Source Publication (e.g., journal title)
Comparative Clinical Pathology
Blood analyte data are useful in health assessments and management of reptiles. There is a knowledge gap for blood analyte data of the endangered Louisiana pine snake (LPS; Pituophis ruthveni). The objectives of this study were to provide baseline hematology, plasma biochemical, and hormone data of captive LPS, to compare the data in juvenile and adult snakes and in adult snakes by sex, and to investigate methodological differences in hormone (serum vs. plasma) and protein analyses (total solids versus total protein). Blood samples from apparently healthy captive LPS were analyzed for hematology and plasma biochemistry (n = 11) and plasma and serum hormone analyses (n = 9). Packed cell volume (PCV) and absolute heterophils were significantly higher in adult compared with juvenile LPS, while PCV, white blood cell count, and absolute lymphocytes were higher in adult males compared with adult females. Significantly higher plasma concentrations were found in adults compared with juveniles for calcium, total protein, total solids, albumin, globulins, and bile acids. No significant differences were observed in 17β-estradiol measured in serum and plasma when comparing adults and juveniles and for 17β-estradiol in adult males and females. Plasma concentrations of 17β-estradiol were significantly lower than in serum. Serum testosterone in two adult males was 8.33 and 35.53 nmol/L, respectively, while it was undetectable in females and juveniles (n = 5). This study is the first to provide baseline information on blood analytes in endangered LPS, which will be useful for individual animals in managed care and as baseline for future population-level assessments.

INFORMATION SHOWN:
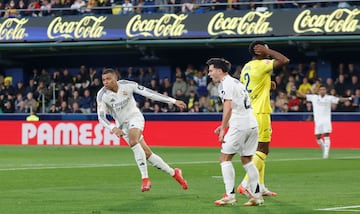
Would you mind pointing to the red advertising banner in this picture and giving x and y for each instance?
(294, 134)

WHAT THIS EXERCISE ASKS:
1 > Answer these from the Louisiana pine snake abstract:
(a) How many snakes were sampled for hematology and plasma biochemistry?
(b) Were 17β-estradiol concentrations significantly lower in serum or in plasma?
(c) What serum testosterone values were measured in the two adult males?
2 > List every plasma analyte that the Louisiana pine snake abstract reports as significantly higher in adults than in juveniles.
3 > Carry on writing the Louisiana pine snake abstract from its last sentence.

ANSWERS TO THIS EXERCISE:
1 >
(a) 11
(b) Plasma
(c) 8.33 and 35.53 nmol/L

2 > Calcium, total protein, total solids, albumin, globulins, bile acids

3 >
Giori, Luca; Stacy, Nicole I.; Ogle, Michael; Nelson, Stephen; Fecteau, Kellie A.; and Cushing, Andrew C., "Hematology, plasma biochemistry, and hormonal analysis of captive Louisiana pine snakes (Pituophis ruthveni): effects of intrinsic factors and analytical methodology" (2019). Faculty Publications and Other Works -- Biomedical and Diagnostic Sciences.